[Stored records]
-.-.-

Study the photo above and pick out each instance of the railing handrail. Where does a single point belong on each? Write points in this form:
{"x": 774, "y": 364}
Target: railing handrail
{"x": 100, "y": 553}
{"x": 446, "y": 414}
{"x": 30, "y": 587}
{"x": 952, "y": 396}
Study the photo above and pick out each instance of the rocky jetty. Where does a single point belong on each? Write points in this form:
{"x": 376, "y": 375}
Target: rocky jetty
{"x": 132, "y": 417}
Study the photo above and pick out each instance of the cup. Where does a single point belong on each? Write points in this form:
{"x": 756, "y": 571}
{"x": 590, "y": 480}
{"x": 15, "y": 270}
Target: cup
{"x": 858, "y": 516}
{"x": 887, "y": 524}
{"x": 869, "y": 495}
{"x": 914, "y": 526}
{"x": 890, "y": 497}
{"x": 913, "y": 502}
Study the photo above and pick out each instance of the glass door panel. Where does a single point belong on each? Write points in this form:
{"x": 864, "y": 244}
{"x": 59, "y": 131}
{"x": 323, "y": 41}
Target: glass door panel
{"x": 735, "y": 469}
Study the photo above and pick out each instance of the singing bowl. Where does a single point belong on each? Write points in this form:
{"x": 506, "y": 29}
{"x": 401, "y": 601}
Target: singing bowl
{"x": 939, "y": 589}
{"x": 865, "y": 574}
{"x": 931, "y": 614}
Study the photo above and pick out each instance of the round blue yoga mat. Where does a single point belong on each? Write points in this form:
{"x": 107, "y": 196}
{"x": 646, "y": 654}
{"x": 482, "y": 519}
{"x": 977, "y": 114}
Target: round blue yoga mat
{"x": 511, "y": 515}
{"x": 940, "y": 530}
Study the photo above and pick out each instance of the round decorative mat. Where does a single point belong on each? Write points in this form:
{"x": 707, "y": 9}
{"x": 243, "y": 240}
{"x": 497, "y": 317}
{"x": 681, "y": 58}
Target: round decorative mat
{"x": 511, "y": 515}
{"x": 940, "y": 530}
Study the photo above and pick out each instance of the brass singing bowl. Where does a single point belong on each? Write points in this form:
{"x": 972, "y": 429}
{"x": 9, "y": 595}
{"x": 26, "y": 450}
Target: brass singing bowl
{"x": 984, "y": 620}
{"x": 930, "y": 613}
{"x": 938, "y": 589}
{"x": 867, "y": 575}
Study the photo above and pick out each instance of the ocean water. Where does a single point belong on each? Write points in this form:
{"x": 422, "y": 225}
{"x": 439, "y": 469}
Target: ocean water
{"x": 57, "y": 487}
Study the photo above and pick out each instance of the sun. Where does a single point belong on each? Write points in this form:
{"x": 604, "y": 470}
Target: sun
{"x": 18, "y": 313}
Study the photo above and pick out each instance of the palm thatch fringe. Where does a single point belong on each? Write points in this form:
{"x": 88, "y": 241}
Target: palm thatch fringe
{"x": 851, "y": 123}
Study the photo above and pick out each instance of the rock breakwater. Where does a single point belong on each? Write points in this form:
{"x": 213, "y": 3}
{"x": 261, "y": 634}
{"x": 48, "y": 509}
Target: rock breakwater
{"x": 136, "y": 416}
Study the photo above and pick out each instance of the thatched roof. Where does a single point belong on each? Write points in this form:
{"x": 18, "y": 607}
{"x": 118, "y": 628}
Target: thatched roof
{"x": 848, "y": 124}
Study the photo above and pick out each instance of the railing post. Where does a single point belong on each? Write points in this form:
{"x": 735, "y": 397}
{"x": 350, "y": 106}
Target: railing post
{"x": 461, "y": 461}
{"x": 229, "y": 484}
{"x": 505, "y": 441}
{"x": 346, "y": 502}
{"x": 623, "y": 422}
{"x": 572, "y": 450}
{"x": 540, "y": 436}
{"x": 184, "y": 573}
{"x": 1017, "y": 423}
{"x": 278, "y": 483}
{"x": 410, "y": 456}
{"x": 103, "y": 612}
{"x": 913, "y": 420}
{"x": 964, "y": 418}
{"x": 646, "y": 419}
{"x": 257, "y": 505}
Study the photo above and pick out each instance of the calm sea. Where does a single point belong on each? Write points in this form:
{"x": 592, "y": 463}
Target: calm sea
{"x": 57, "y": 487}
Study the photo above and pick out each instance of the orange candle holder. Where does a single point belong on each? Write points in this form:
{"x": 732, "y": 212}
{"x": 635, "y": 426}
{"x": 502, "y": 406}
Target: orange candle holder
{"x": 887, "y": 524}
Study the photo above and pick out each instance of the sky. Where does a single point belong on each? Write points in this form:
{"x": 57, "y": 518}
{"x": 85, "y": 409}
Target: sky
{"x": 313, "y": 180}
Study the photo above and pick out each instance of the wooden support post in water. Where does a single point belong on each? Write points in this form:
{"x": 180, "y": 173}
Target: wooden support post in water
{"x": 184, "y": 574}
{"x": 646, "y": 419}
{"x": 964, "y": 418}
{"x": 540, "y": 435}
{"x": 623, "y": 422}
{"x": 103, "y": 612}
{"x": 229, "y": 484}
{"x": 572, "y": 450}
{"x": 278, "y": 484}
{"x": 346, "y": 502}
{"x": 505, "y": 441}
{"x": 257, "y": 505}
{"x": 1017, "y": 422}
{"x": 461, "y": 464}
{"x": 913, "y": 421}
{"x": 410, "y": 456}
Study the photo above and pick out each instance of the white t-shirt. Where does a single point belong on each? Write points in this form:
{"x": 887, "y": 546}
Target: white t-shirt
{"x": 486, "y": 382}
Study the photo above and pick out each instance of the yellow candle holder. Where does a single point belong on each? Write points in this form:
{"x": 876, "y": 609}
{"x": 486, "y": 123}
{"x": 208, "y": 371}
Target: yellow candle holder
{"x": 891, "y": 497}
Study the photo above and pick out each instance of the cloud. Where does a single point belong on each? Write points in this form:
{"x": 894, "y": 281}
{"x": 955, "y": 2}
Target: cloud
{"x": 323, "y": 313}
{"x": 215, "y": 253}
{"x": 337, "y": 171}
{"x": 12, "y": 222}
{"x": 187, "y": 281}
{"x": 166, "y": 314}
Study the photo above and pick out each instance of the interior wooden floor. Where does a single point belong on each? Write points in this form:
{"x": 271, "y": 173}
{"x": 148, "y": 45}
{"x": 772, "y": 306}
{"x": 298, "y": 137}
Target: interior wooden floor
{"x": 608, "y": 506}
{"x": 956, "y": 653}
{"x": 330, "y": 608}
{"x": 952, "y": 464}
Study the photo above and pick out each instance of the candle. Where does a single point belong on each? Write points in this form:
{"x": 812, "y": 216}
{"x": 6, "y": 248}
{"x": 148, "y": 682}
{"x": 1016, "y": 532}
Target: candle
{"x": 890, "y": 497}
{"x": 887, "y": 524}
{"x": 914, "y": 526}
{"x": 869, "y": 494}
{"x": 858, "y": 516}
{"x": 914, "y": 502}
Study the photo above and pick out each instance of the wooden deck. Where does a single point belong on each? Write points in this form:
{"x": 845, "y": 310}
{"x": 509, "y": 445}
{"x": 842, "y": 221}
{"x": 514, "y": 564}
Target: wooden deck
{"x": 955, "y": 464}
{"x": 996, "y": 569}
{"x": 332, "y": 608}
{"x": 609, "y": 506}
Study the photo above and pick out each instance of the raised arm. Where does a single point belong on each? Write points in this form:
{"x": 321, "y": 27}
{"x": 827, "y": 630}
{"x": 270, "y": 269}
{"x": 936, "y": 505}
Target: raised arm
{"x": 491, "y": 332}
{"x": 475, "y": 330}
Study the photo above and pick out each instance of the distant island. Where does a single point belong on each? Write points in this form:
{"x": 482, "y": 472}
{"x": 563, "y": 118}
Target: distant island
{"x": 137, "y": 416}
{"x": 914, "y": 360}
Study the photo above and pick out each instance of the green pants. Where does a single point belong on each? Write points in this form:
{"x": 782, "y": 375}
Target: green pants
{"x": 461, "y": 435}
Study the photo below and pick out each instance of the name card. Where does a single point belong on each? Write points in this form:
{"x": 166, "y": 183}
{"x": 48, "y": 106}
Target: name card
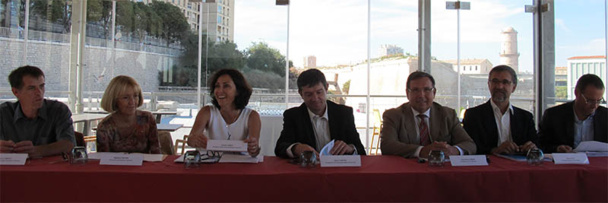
{"x": 121, "y": 159}
{"x": 15, "y": 159}
{"x": 341, "y": 161}
{"x": 570, "y": 158}
{"x": 227, "y": 145}
{"x": 469, "y": 160}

-.-.-

= TASK OBJECTIVE =
Repeat the lines exactly, starting with the line that contains "of the interior" and going on through the end of the records. Leave the pictures out of your answer.

= THE COMPLETED TASK =
Study the photo above and pick out each instance of the interior wooden floor. Where does a single point belong on each? Write points in this form:
{"x": 271, "y": 173}
{"x": 148, "y": 45}
{"x": 772, "y": 306}
{"x": 298, "y": 137}
Target: interior wooden floor
{"x": 608, "y": 506}
{"x": 956, "y": 653}
{"x": 330, "y": 608}
{"x": 952, "y": 464}
Study the photo above and pick out each instance of the candle. Where does a single point belong on each? Write points in this form:
{"x": 812, "y": 216}
{"x": 6, "y": 248}
{"x": 148, "y": 682}
{"x": 1016, "y": 532}
Target: candle
{"x": 890, "y": 497}
{"x": 887, "y": 524}
{"x": 914, "y": 526}
{"x": 869, "y": 494}
{"x": 858, "y": 516}
{"x": 914, "y": 502}
Study the photo above and pick out each instance of the wooden deck. Where does a single point belong on each? Write points in this form:
{"x": 845, "y": 310}
{"x": 509, "y": 445}
{"x": 842, "y": 221}
{"x": 514, "y": 564}
Target: wooden deck
{"x": 955, "y": 464}
{"x": 996, "y": 569}
{"x": 332, "y": 608}
{"x": 609, "y": 506}
Study the photo above and pick out each instance of the raised arm. Where does a single point belong on each? Write points in this form:
{"x": 321, "y": 27}
{"x": 827, "y": 630}
{"x": 270, "y": 269}
{"x": 936, "y": 505}
Target: raised arm
{"x": 491, "y": 332}
{"x": 475, "y": 330}
Study the photo above and pick out each instance of the distant island. Where does a single point belong on each? Write points in this form:
{"x": 482, "y": 472}
{"x": 563, "y": 118}
Target: distant island
{"x": 137, "y": 416}
{"x": 914, "y": 360}
Study the photo above and pick out each instance of the green pants. Where does a single point belong on each? Write points in this form:
{"x": 782, "y": 375}
Target: green pants
{"x": 461, "y": 435}
Study the photo below and pick out each instance of the name card. Where does a single point belong on each? Write points in this form:
{"x": 166, "y": 183}
{"x": 48, "y": 106}
Target: name card
{"x": 121, "y": 159}
{"x": 15, "y": 159}
{"x": 341, "y": 161}
{"x": 570, "y": 158}
{"x": 227, "y": 145}
{"x": 469, "y": 160}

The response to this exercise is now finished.